- _Provided passage_:
'''
A common generic benchmark for clusters (or extremly powerful single node workstations) is Linpack, or HPL (High Performance Linpack), which is famous for its use in rankings in the Top500 supercomputer list over the past few decades.

I wanted to see where my various clusters and workstations would rank, historically (you can compare to past lists here), so I built this Ansible playbook which installs all the necessary tooling for HPL to run, connects all the nodes together via SSH, then runs the benchmark and outputs the result.

Why not PTS?

Phoronix Test Suite includes HPL Linpack and HPCC test suites. I may see how they compare in the future.

When I initially started down this journey, the PTS versions didn't play nicely with the Pi, especially when clustered. And the PTS versions don't seem to support clustered usage at all!
'''
- _Given material_:
'''
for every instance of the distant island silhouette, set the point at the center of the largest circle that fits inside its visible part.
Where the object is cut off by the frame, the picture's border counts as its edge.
'''
- _What you will do_: Continue the write-up about benchmarking clusters with HPL from where it stops.

- _Solved exercise_:
Supported OSes

Currently supported OSes:

  • Ubuntu (20.04+)
  • Raspberry Pi OS (11+)
  • Debian (11+)
  • Rocky Linux (9+)
  • AlmaLinux (9+)
  • CentOS Stream(9+)
  • RHEL (9+)
  • Fedora (38+)
  • Arch Linux
  • Manjaro

Other OSes may need a few tweaks to work correctly. You can also run the playbook inside Docker (see the note under 'Benchmarking - Single Node'), but performance will be artificially limited.

Benchmarking - Cluster

Make sure you have Ansible installed (pip3 install ansible), then copy the following files:

  • cp example.hosts.ini hosts.ini: This is an inventory of all the hosts in your cluster (or just a single computer).
  • cp example.config.yml config.yml: This has some configuration options you may need to override, especially the ssh_* and ram_in_gb options (depending on your cluster layout)

Each host should be reachable via SSH using the username set in ansible_user. Other Ansible options can be set under [cluster:vars] to connect in more exotic clustering scenarios (e.g. via bastion/jump-host).

Tweak other settings inside config.yml as desired (the most important being hpl_root—this is where the compiled MPI, ATLAS/OpenBLAS/Blis, and HPL benchmarking code will live).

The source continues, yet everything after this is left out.